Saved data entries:
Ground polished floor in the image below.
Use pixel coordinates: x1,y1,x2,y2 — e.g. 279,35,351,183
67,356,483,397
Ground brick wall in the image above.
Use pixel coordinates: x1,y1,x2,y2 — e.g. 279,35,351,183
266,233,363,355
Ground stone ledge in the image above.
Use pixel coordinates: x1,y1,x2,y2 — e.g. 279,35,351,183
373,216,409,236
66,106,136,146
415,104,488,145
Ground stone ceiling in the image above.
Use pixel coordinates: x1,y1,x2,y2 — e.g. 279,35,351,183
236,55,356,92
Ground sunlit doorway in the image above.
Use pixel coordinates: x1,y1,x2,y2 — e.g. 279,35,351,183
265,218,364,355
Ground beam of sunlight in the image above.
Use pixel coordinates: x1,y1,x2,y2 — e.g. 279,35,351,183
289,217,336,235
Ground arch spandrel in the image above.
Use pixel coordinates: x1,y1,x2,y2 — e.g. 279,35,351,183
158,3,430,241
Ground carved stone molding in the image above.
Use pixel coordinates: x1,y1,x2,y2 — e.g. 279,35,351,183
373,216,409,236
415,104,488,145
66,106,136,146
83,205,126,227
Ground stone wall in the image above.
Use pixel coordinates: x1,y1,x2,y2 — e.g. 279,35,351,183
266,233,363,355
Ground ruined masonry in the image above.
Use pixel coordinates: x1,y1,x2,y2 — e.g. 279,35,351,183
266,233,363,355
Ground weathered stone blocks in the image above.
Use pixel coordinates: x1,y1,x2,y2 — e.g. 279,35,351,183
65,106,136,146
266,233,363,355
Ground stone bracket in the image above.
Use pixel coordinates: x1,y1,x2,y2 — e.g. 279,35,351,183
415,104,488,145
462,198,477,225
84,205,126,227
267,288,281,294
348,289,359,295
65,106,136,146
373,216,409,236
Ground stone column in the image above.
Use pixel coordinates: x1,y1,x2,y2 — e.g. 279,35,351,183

- _YOUR INSTRUCTIONS_
When a line of the records has the word "above", pick it out and copy it.

- _REPLY_
Ground brick wall in the image above.
Ground stone ledge in the image above.
Ground stone ceiling in the image above.
Ground sunlit doorway in the image above.
Ground beam of sunlight in the image above.
Ground arch spandrel in the image above.
Ground carved stone molding in the image above.
Ground stone wall in the image above.
Ground ruined masonry in the image above.
Ground weathered stone blocks in the image above.
Ground stone bracket in the image above.
Ground stone column in the image above.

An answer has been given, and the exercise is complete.